--- start DATA SHOWN ---

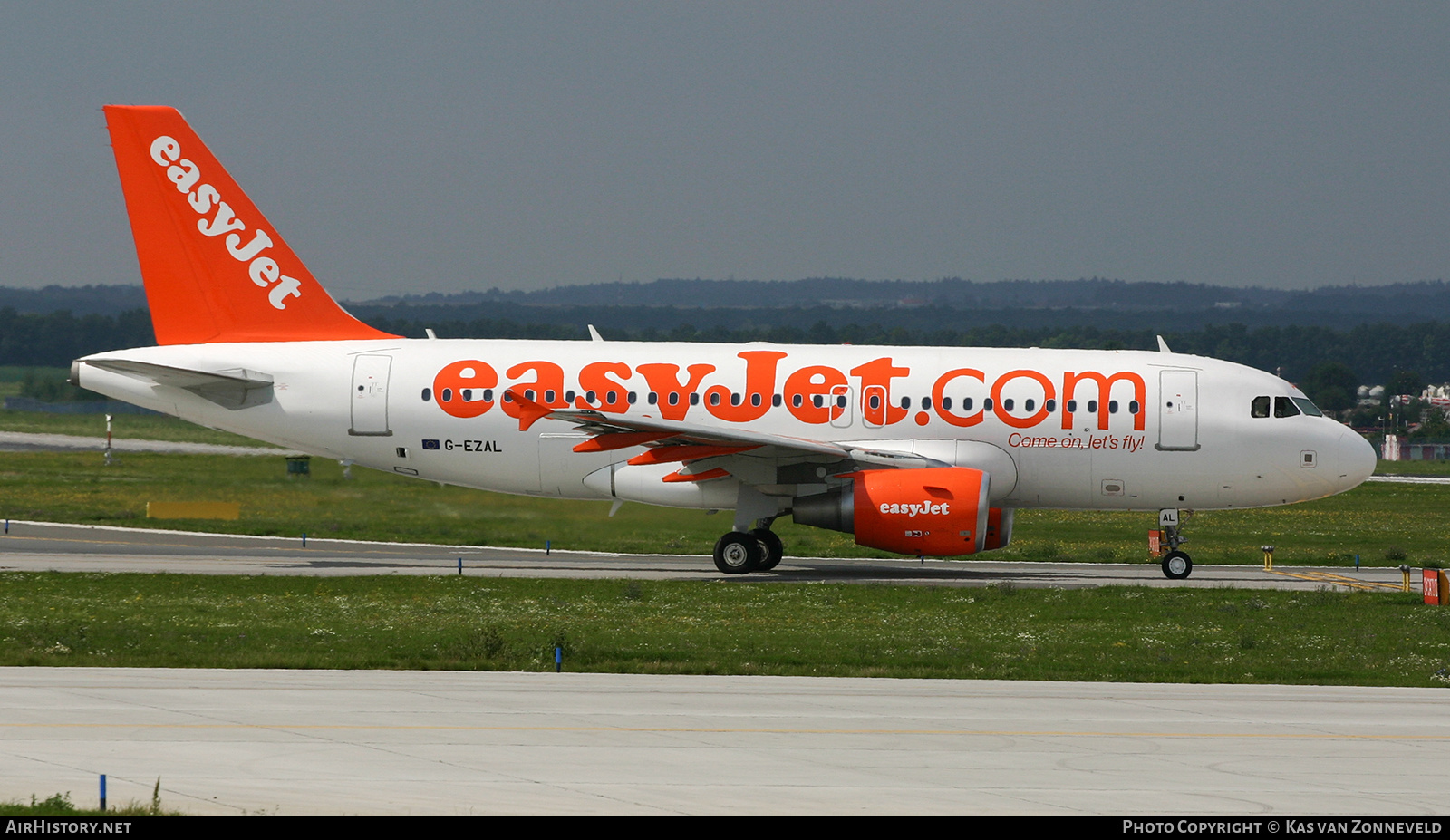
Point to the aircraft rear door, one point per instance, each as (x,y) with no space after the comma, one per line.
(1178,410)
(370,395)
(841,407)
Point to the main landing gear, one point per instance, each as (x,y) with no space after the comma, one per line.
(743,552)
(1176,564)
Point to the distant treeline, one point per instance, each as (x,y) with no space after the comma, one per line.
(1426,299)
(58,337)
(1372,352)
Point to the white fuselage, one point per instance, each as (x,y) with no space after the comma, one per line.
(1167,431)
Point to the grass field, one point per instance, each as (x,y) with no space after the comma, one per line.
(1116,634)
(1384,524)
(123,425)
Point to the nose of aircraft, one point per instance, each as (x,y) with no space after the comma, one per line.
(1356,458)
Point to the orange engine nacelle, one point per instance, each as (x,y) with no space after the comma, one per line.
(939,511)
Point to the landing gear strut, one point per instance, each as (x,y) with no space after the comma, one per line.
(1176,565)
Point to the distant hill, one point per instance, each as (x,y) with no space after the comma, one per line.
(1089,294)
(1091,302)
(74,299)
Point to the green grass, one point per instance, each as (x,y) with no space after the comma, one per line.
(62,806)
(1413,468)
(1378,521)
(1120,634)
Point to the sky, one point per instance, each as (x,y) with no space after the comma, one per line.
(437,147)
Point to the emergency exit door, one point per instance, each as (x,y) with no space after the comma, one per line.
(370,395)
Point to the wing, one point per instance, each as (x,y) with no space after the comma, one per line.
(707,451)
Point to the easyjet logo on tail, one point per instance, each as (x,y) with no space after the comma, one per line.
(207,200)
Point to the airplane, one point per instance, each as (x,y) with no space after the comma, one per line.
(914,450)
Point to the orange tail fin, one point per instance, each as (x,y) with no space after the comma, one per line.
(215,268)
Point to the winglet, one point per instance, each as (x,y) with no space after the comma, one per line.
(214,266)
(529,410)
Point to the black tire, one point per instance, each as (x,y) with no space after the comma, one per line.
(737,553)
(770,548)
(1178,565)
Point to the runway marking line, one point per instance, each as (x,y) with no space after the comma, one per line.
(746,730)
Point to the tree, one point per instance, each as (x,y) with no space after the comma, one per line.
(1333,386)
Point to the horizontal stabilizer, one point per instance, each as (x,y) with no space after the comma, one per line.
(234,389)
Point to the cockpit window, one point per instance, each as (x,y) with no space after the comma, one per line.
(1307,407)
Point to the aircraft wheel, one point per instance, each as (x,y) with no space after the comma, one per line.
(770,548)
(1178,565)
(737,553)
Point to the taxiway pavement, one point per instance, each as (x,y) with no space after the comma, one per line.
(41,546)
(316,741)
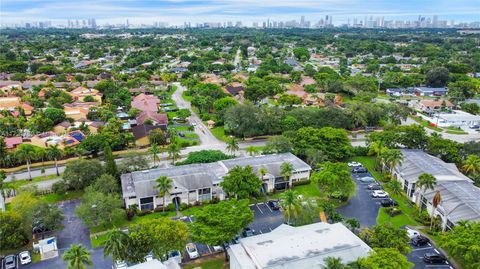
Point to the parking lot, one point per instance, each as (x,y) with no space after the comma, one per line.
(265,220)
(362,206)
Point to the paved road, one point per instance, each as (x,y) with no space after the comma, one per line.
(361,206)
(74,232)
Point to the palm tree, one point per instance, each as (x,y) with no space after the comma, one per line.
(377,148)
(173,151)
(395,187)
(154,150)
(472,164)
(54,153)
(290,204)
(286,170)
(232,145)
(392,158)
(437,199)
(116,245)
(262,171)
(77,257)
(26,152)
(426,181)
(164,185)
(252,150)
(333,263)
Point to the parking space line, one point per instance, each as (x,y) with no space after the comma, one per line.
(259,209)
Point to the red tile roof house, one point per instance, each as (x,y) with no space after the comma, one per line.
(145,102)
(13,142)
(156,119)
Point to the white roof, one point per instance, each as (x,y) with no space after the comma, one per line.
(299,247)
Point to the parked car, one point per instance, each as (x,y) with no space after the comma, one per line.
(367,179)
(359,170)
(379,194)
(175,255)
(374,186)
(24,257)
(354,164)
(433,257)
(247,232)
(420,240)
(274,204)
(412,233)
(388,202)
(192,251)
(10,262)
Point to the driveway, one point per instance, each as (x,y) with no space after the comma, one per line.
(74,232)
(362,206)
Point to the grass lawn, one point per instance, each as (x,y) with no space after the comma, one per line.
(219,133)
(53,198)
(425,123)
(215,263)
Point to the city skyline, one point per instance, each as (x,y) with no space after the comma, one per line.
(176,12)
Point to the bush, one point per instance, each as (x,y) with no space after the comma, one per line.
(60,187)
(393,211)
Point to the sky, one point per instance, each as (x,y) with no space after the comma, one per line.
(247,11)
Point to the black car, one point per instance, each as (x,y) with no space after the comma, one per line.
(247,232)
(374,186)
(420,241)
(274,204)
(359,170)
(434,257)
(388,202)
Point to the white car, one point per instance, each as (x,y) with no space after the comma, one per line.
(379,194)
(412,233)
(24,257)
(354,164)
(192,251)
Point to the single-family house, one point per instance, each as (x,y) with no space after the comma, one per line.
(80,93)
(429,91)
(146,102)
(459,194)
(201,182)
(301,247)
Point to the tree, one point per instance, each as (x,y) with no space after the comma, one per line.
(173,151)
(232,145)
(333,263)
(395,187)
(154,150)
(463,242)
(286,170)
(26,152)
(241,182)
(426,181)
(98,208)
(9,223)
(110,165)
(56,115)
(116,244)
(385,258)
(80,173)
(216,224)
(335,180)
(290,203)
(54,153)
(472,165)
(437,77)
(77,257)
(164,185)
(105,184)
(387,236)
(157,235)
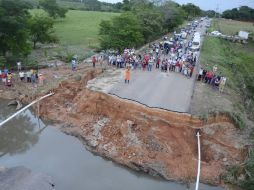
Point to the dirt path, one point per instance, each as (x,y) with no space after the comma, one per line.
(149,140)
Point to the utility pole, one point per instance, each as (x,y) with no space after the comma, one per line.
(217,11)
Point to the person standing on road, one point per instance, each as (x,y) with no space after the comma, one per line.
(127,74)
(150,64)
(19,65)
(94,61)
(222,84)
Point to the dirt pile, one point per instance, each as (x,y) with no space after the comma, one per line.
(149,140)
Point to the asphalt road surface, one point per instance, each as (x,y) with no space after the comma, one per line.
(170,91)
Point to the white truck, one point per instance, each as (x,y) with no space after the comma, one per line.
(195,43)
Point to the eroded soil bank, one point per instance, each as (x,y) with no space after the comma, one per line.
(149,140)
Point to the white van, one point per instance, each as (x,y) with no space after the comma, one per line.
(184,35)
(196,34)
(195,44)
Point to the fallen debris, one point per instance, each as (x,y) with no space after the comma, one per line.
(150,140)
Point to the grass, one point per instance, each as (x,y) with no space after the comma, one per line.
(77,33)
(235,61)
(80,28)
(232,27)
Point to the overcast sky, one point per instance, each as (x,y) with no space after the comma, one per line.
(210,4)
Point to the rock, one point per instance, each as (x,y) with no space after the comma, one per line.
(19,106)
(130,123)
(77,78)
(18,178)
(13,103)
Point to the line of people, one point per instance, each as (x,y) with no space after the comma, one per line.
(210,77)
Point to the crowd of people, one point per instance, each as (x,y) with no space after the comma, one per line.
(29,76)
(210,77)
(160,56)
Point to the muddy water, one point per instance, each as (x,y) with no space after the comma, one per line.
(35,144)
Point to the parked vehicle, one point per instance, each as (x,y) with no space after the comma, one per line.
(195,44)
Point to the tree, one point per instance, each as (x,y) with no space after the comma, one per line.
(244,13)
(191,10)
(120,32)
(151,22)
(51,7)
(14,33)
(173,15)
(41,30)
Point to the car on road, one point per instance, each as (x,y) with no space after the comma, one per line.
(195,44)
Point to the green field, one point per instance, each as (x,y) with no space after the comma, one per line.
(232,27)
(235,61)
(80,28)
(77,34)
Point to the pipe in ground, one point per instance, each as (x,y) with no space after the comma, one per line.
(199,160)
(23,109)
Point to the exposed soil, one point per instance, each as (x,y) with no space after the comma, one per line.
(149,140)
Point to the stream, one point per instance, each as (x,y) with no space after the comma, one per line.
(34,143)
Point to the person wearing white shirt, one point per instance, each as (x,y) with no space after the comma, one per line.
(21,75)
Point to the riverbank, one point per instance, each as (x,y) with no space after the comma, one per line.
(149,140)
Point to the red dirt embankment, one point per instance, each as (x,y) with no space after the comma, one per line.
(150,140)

--- end DATA SHOWN ---

- **PROBLEM REQUIREMENTS**:
Your copy should match the entries exactly, minus the pictures.

- **EXERCISE SOLUTION**:
Point to the aircraft rear door, one point per instance, each as (x,y) with no space after the comma, one per line.
(1178,410)
(370,395)
(841,407)
Point to the main landing gear, one point per instance, each as (x,y) with no space after the comma, one per line.
(743,552)
(1176,564)
Point to the distant treeline, one point per instance, each as (x,y) with no space after the comma, one per line.
(1426,299)
(58,337)
(1372,352)
Point to the white fuselage, one point per instance, each as (x,y) with no space after the comma, one per line.
(1167,431)
Point to the grass field, one point per instance, each as (x,y) with no space after the comma, one per line.
(1116,634)
(1384,524)
(123,425)
Point to the nose of aircraft, one point per instance, each as (x,y) with no space after the comma, one per line.
(1356,458)
Point to the orange engine nacelle, one point per instance, each as (x,y) with no space after the comma, one per line.
(939,511)
Point to the landing gear strut, one point per instance, each as (x,y) with no space after the comma, one per line.
(1176,565)
Point to the distant hill, one point per instance, each as (x,y) with no space after the comma, one per line.
(1089,294)
(1091,302)
(74,299)
Point to the green grass, one point per instance, each as (x,y) with no space after the comma, one per line.
(62,806)
(1413,468)
(1378,521)
(1120,634)
Point to the sky, one point per instance, each as (x,y) with no space after the comma, one per line.
(437,147)
Point to the emergency exit door, one point per instance, each as (x,y) with no space after the comma, one per line.
(370,395)
Point to the wing, one point per instance, each as (x,y) with no space after the comma, one per line.
(707,451)
Point to the easyjet logo on tail, one point per instance, each as (x,y) with no space after the comma, one per line.
(207,200)
Point to the airplane, one point per instance, each as (x,y) with no space after the comma, one per line.
(914,450)
Point to the orange tail fin, one point per instance, each as (x,y) with no space after the comma, one per line.
(215,268)
Point to the winglet, one point per instance, each as (x,y) with no space after the comma, one per line.
(214,266)
(529,410)
Point to the black tire, one point per instance, each as (x,y) with no space after the comma, one per line.
(737,553)
(770,548)
(1178,565)
Point to the runway marking line, one point per instance, each as (x,y) with no space after the comma, one per line.
(746,730)
Point to the tree, one point per instance, each as (x,y) with no space after the comma, one per line.
(1333,386)
Point to the horizontal stabilizer, one point per instance, each as (x,y) with no space after the comma, one per line.
(234,389)
Point to the cockpit window, one point per instance, each as (x,y) with no space after the comma, one per line.
(1307,407)
Point to the aircraft wheel, one point per instance, each as (x,y) with no space after the comma, one per line.
(770,548)
(1178,565)
(737,553)
Point to the taxiway pavement, one point per instance, each as (x,y) with no space after the comma, one per line.
(41,546)
(316,741)
Point to the parking lot, one point per instance, each as (x,y) with no space after the comma, one per line.
(265,220)
(362,206)
Point to the paved road, one point per instance, each as (x,y) with no space after the comma, one per line.
(361,206)
(74,232)
Point to the palm tree, one point per instance, each as (x,y) with no space after the comma, one per line.
(377,148)
(173,151)
(395,187)
(154,150)
(472,164)
(54,153)
(290,204)
(286,170)
(232,145)
(392,158)
(437,199)
(116,245)
(262,171)
(77,257)
(26,152)
(426,181)
(164,185)
(252,150)
(333,263)
Point to the parking space line, one point per instance, each as (x,y) with no space after the comma, one per line.
(259,209)
Point to the red tile roof house, one point per instance, each as (x,y) with no space after the comma, one per line.
(145,102)
(13,142)
(156,119)
Point to the white roof, one point per instance, each as (x,y) with no space after the comma, one per line.
(299,247)
Point to the parked car, one point per instance, each as (x,y) with no space after the comma, one per line.
(367,179)
(359,170)
(379,194)
(175,255)
(374,186)
(24,257)
(354,164)
(433,257)
(247,232)
(420,240)
(274,204)
(412,233)
(388,202)
(192,251)
(10,262)
Point to the driveway, one point per instance, each as (x,y) with no space after the comma, one per line.
(74,232)
(362,206)
Point to the grass lawn, one point per instance, each as (x,y) with no space after the comma, one per line.
(219,133)
(53,198)
(425,123)
(215,263)
Point to the city skyline, one point per instance, each as (x,y) with no space after the comma, one per line.
(176,12)
Point to the bush, one point per instance, each as (x,y) with no space after the comma, one per line.
(60,187)
(393,211)
Point to the sky, one point per instance, each as (x,y) with no space after the comma, one per line.
(247,11)
Point to the black car, one point per instance, each as (x,y) with no space after the comma, one per line.
(247,232)
(374,186)
(420,241)
(274,204)
(359,170)
(434,257)
(388,202)
Point to the white car, one point per instance, each as (x,y) with no space after the comma, one per line.
(379,194)
(412,233)
(24,257)
(354,164)
(192,251)
Point to the single-family house, one point per instance, each as (x,y) with no space after the comma, one per line.
(80,93)
(429,91)
(146,102)
(459,194)
(201,182)
(301,247)
Point to the tree, one point per instance, each as (x,y) with no space after the comma, one per line.
(173,151)
(232,145)
(333,263)
(395,187)
(154,150)
(463,242)
(286,170)
(26,152)
(241,182)
(426,181)
(98,208)
(9,223)
(110,165)
(56,115)
(116,244)
(385,258)
(80,173)
(216,224)
(335,180)
(290,203)
(54,153)
(472,165)
(437,77)
(77,257)
(164,185)
(105,184)
(387,236)
(157,235)
Point to the dirt path, one point per instance, each as (x,y) with no space after the comma, one per line.
(149,140)
Point to the utility pole, one point per instance, each as (x,y) with no space after the comma, one per line.
(217,11)
Point to the person standing on road, one point per instance, each as (x,y) with no space after the comma, one per line.
(127,74)
(150,64)
(19,65)
(94,61)
(222,84)
Point to the dirt pile, one point per instance, each as (x,y) with no space after the comma, one per line.
(149,140)
Point to the asphalt road surface, one point per instance, each as (x,y) with no space after the comma, one per line.
(170,91)
Point to the white truck, one point per instance, each as (x,y) with no space after the comma, one per line.
(195,43)
Point to the eroded soil bank, one point per instance, each as (x,y) with no space after the comma, one per line.
(149,140)
Point to the white van, one point per instance, each as (x,y) with no space after the comma, one per line.
(184,35)
(196,34)
(195,44)
Point to the fallen debris, one point per instance, each as (x,y) with no space after the comma, one per line.
(150,140)
Point to the grass, one point per instance, each as (x,y) with no space after the comma, one per line.
(77,33)
(235,61)
(80,28)
(232,27)
Point to the overcast sky, one point per instance, each as (x,y) with no space after the comma, one per line.
(210,4)
Point to the rock, one point per instance, each as (x,y) with no space after the comma, one per line.
(19,106)
(130,123)
(77,78)
(18,178)
(13,103)
Point to the line of people, one point per instance, each as (x,y) with no space after the comma, one per line.
(210,77)
Point to the crowd of people, one point per instance, each as (x,y) with no space after the comma, one per line.
(29,76)
(210,77)
(160,56)
Point to the muddy water, one point per instance, each as (x,y) with no space after the comma, one per line.
(35,144)
Point to the parked vehicle, one point per instance, each as (x,y) with no space after the comma, one per line.
(195,44)
Point to the tree, one point per instance, each as (x,y) with no space after the comma, one per line.
(244,13)
(191,10)
(120,32)
(151,22)
(51,7)
(14,33)
(173,15)
(41,30)
Point to the car on road, one point per instance, each as (x,y) with no space after the comma, one per line.
(195,44)
Point to the green field, one point per instance, each as (x,y) with no space after the comma, one per line.
(232,27)
(235,61)
(80,28)
(77,34)
Point to the pipe in ground, one point per instance, each as (x,y) with no space after the comma, one per line.
(199,160)
(23,109)
Point to the exposed soil, one point per instance, each as (x,y) with no space after the comma, one per line.
(149,140)
Point to the stream, one point per instance, each as (x,y) with no space after the comma, one per line.
(34,143)
Point to the person wearing white shirt, one point per instance, each as (x,y) with no space after the comma, one per line.
(21,75)
Point to the riverbank, one point per instance, each as (x,y) with no space after the comma, one per line.
(149,140)
Point to the red dirt embankment, one point per instance, each as (x,y) with no space after the comma, one per line.
(150,140)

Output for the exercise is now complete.